▶ Problem statement: In the AWS exam text, start at the words "A company provides" and stop after "peak usage periods.". Write out that stretch word for word.

▶ Source text:

Segment Open

Amazon AWS Certified Generative AI Developer - Professional AIP-C01 Exam Questions
AWS Certified Generative AI Developer - Professional AIP-C01 (Page 2 )

Updated On: 20-Mar-2026

A company provides a service that helps users from around the world discover new restaurants. The service has 50 million monthly active users. The company wants to implement a semantic search solution across a database that contains 20 million restaurants and 200 million reviews. The company currently stores the data in PostgreSQL.

The solution must support complex natural language queries and return results for at least 95% of queries within 500 ms. The solution must maintain data freshness for restaurant details that update hourly. The solution must also scale cost-effectively during peak usage periods.

Which solution will meet these requirements with the LEAST development effort?

  1. Migrate the restaurant data to Amazon OpenSearch Service. Implement keyword-based search rules that use custom analyzers and relevance tuning to find restaurants based on attributes such as cuisine type, features, and location. Create Amazon API Gateway HTTP API endpoints to transform user queries into structured search parameters.
  2. Migrate the restaurant data to Amazon OpenSearch Service. Use a foundation model (FM) in Amazon Bedrock to generate vector embeddings from restaurant descriptions, reviews, and menu items.

Segment Closed

▶ Data excerpts:
Segment Open

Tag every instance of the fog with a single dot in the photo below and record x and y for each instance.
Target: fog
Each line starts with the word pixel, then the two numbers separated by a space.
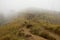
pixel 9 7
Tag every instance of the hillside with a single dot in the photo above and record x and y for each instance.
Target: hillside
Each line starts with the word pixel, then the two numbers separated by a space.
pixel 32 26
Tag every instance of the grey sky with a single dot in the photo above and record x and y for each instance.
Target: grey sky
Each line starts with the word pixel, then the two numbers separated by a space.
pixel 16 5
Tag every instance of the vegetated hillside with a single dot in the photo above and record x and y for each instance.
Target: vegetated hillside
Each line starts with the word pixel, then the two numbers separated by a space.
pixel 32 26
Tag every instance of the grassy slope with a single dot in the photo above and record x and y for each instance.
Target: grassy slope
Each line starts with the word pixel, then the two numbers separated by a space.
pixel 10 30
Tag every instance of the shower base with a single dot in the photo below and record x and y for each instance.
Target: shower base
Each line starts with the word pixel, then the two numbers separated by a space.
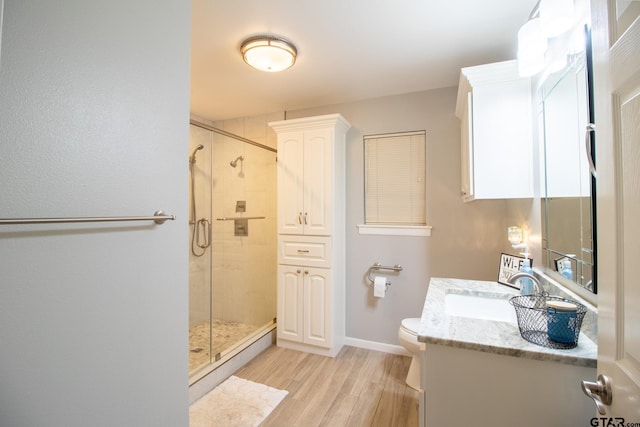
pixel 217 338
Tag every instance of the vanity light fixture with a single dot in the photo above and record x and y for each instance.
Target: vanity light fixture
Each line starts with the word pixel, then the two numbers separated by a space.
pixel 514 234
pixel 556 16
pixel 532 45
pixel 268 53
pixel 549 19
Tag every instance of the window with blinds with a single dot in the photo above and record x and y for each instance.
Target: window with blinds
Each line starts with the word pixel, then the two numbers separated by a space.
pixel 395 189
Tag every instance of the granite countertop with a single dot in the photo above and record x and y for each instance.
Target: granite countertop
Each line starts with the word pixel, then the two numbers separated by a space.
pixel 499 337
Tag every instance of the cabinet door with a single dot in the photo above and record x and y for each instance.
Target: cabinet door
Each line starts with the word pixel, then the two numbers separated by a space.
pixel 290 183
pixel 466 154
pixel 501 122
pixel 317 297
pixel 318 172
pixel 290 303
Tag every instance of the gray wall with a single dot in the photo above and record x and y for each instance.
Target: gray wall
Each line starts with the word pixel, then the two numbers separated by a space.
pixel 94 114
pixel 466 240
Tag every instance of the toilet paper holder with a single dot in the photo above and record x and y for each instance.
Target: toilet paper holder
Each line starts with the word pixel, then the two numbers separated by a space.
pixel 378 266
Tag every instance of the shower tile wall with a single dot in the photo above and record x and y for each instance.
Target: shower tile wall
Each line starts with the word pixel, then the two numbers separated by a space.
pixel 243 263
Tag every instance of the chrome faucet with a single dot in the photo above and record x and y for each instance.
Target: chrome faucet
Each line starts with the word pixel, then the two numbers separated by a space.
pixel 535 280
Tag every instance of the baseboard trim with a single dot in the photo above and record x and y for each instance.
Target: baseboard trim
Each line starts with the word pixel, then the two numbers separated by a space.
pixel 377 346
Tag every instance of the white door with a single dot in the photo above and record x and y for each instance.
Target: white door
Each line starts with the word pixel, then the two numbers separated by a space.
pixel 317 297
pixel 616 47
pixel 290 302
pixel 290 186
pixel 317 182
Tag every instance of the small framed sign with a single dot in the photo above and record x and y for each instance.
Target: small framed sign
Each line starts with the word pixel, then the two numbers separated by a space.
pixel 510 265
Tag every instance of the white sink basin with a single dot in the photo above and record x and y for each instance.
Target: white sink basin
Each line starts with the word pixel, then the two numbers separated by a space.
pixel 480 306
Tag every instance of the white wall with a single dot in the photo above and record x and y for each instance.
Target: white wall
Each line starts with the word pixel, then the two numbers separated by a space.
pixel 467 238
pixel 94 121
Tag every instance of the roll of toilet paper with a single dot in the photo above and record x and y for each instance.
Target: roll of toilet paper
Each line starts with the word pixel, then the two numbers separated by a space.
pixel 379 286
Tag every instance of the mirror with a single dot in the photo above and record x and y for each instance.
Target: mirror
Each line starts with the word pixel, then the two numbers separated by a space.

Segment Closed

▶ Final answer:
A company provides a service that helps users from around the world discover new restaurants. The service has 50 million monthly active users. The company wants to implement a semantic search solution across a database that contains 20 million restaurants and 200 million reviews. The company currently stores the data in PostgreSQL.

The solution must support complex natural language queries and return results for at least 95% of queries within 500 ms. The solution must maintain data freshness for restaurant details that update hourly. The solution must also scale cost-effectively during peak usage periods.